> **Request**
Reproduce word for word the part of the Jonathan Elsom text running from "- Born: John" up to and including "Barlow and others.".

> **Document text**
· · · ·

- Born: John Stephen Elsom 22 September 1938 (age 87) Christchurch, South Island, New Zealand
- Occupations: Television actor; sculptor; artist; writer;

= Jonathan Elsom =

New Zealand actor

Jonathan Elsom (born 22 September 1938) is a New Zealand-born television actor, writer, sculptor and artist. He appeared in many British and Australian television series and films, which include The Troubleshooters, The Avengers, The Saint, The Adventures of Don Quick, Z-Cars, Crown Court, Worzel Gummidge Down Under, The Feds, Review with Myles Barlow and others.

· · · ·

> **Information provided**

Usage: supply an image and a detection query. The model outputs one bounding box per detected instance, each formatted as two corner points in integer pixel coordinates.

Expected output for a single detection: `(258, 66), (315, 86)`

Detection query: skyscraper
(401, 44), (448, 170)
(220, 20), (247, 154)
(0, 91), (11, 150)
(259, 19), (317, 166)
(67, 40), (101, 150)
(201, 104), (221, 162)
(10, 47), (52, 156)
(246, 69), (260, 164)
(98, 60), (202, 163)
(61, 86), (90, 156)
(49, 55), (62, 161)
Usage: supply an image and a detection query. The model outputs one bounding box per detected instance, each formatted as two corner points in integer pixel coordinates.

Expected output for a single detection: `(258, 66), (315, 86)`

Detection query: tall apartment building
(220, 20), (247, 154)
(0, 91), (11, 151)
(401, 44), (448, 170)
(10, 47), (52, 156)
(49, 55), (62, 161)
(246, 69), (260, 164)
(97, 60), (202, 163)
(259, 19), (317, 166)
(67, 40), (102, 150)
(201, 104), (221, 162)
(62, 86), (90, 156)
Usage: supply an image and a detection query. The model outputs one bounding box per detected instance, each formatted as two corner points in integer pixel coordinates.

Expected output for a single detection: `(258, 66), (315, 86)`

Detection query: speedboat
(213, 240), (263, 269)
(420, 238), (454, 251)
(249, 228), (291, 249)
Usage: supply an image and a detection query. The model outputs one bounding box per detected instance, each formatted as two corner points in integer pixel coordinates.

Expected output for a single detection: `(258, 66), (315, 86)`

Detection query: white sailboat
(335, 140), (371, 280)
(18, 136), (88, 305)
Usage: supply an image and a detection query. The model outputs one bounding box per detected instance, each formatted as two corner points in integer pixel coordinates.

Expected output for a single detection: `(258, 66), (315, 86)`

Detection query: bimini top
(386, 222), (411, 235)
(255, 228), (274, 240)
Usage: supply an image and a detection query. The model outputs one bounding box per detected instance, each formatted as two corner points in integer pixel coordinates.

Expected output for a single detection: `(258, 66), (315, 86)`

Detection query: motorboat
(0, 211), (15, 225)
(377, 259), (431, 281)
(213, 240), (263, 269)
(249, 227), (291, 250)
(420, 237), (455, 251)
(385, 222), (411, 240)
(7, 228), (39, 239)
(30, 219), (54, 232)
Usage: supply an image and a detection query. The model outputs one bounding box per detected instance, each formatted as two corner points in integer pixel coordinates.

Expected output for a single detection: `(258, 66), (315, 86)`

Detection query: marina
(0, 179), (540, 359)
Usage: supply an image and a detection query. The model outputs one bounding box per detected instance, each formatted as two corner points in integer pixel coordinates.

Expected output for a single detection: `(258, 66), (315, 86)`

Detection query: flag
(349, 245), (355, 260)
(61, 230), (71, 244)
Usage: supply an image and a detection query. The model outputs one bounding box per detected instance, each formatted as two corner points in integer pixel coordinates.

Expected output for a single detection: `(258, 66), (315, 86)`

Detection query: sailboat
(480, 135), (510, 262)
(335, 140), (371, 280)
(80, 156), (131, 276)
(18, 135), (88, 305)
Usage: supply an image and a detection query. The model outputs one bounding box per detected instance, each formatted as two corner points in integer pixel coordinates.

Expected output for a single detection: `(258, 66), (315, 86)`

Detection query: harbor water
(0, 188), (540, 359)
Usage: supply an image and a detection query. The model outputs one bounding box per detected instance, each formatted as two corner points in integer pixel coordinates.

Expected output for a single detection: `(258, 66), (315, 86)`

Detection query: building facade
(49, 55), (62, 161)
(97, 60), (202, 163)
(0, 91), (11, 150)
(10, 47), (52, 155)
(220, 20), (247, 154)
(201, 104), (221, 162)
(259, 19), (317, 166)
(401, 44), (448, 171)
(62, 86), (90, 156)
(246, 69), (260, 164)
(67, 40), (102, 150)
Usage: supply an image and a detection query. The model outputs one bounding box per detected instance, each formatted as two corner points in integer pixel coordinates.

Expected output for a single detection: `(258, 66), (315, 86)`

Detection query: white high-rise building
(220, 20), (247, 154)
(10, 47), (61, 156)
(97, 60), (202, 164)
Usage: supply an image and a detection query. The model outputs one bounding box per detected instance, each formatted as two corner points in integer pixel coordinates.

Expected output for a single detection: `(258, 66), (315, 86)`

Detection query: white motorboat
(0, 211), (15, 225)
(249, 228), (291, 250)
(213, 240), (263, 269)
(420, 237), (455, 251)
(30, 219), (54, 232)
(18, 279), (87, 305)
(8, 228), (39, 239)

· · · ·

> **Written reply**
- Born: John Stephen Elsom 22 September 1938 (age 87) Christchurch, South Island, New Zealand
- Occupations: Television actor; sculptor; artist; writer;

= Jonathan Elsom =

New Zealand actor

Jonathan Elsom (born 22 September 1938) is a New Zealand-born television actor, writer, sculptor and artist. He appeared in many British and Australian television series and films, which include The Troubleshooters, The Avengers, The Saint, The Adventures of Don Quick, Z-Cars, Crown Court, Worzel Gummidge Down Under, The Feds, Review with Myles Barlow and others.